▸ 課題の詳細
有給休暇と退職についての抜粋を、全文そのまま書き写すこと。

▸ 抜粋

監修者:吉川明日香(社会保険労務士・ 吉川社会保険労務士事務所)

有給休暇が残ったまま退職すると、残った有給休暇は消滅します。従業員の権利である有給休暇を、適切に取得できるようにするには、企業はどのような取り組みを行うとよいのでしょうか。スムーズな有給消化のポイントを見ていきましょう。

有給休暇が残ったまま退職するとどうなる?

従業員が退職するときに、有給休暇が残っている場合があります。有給休暇が残ったまま従業員が退職すると、その有給休暇はどうなってしまうのでしょうか?

消化できない分は消滅する

有給休暇が残ったまま従業員が退職すると、未消化の有給休暇が消滅します。企業は退職した従業員に対して、有給休暇を与える必要性がないためです。

法律によると、有給休暇には労働者のリフレッシュや休養といった目的があります。ただし退職した元従業員は企業に所属する労働者ではなくなるため、企業は有給休暇を与える必要がありません。これにより元従業員が消化できなかった有給休暇は消滅します。

なお企業には有給休暇の付与が義務付けられていますが、従業員から残りの有給休暇について消化の申し出がなければ、退職日を迎えて消滅したとしても法律上の問題はありません。

最終出社日の後に取得できる場合も

従業員が残りの有給休暇の取得を希望した場合「最終出勤日」と「退職日」を調整すれば、残った有給休暇の付与が可能です。従業員の持つ有給休暇の権利は退職日まで消滅しないため、残った休暇の日数に合わせて、最後に出社する日と退職を調整するとよいでしょう。

▸ 提供データ
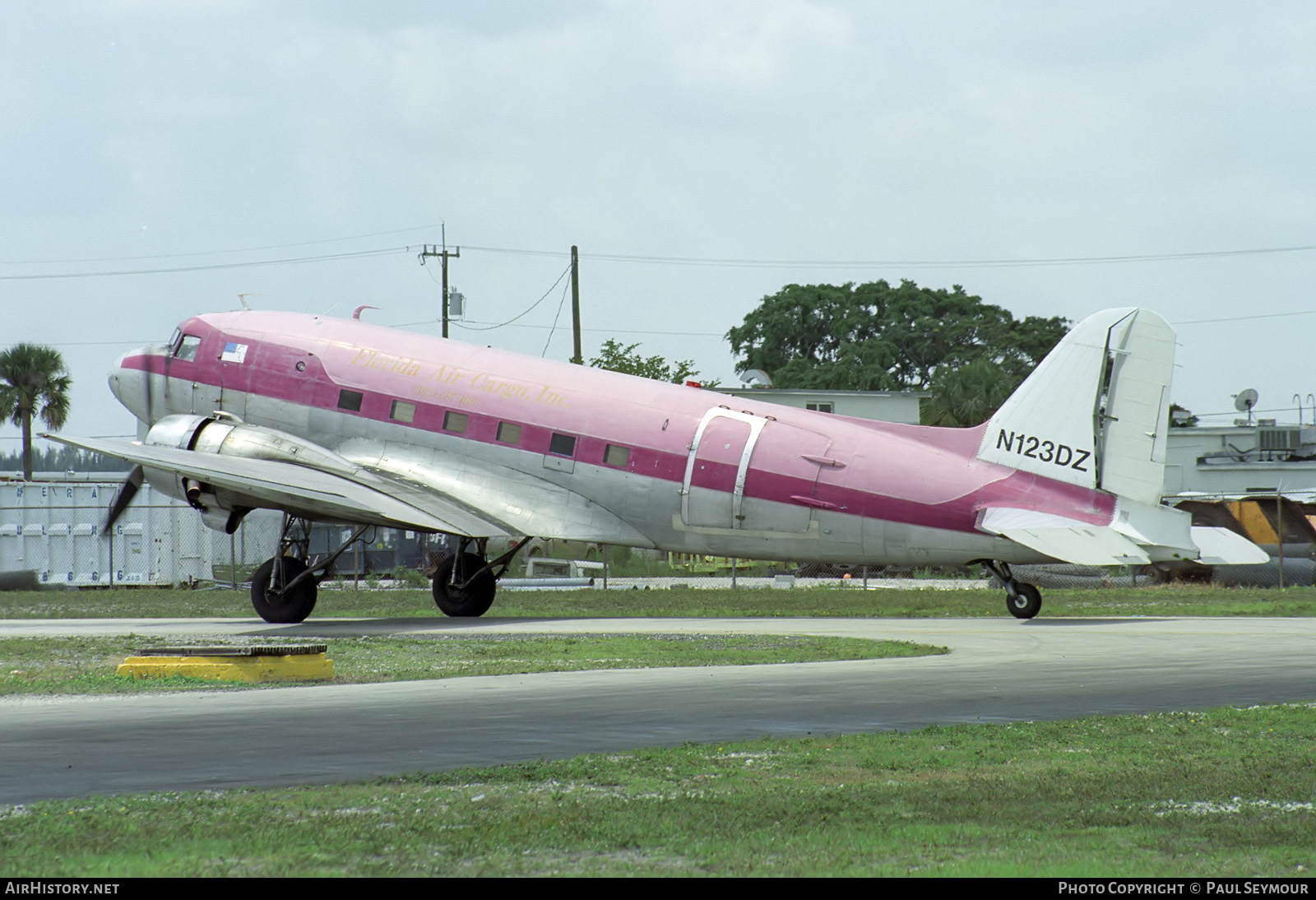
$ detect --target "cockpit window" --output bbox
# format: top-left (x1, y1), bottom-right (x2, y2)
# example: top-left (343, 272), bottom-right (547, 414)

▸ 完成した解答
監修者:吉川明日香(社会保険労務士・ 吉川社会保険労務士事務所)

有給休暇が残ったまま退職すると、残った有給休暇は消滅します。従業員の権利である有給休暇を、適切に取得できるようにするには、企業はどのような取り組みを行うとよいのでしょうか。スムーズな有給消化のポイントを見ていきましょう。

有給休暇が残ったまま退職するとどうなる?

従業員が退職するときに、有給休暇が残っている場合があります。有給休暇が残ったまま従業員が退職すると、その有給休暇はどうなってしまうのでしょうか?

消化できない分は消滅する

有給休暇が残ったまま従業員が退職すると、未消化の有給休暇が消滅します。企業は退職した従業員に対して、有給休暇を与える必要性がないためです。

法律によると、有給休暇には労働者のリフレッシュや休養といった目的があります。ただし退職した元従業員は企業に所属する労働者ではなくなるため、企業は有給休暇を与える必要がありません。これにより元従業員が消化できなかった有給休暇は消滅します。

なお企業には有給休暇の付与が義務付けられていますが、従業員から残りの有給休暇について消化の申し出がなければ、退職日を迎えて消滅したとしても法律上の問題はありません。

最終出社日の後に取得できる場合も

従業員が残りの有給休暇の取得を希望した場合「最終出勤日」と「退職日」を調整すれば、残った有給休暇の付与が可能です。従業員の持つ有給休暇の権利は退職日まで消滅しないため、残った休暇の日数に合わせて、最後に出社する日と退職を調整するとよいでしょう。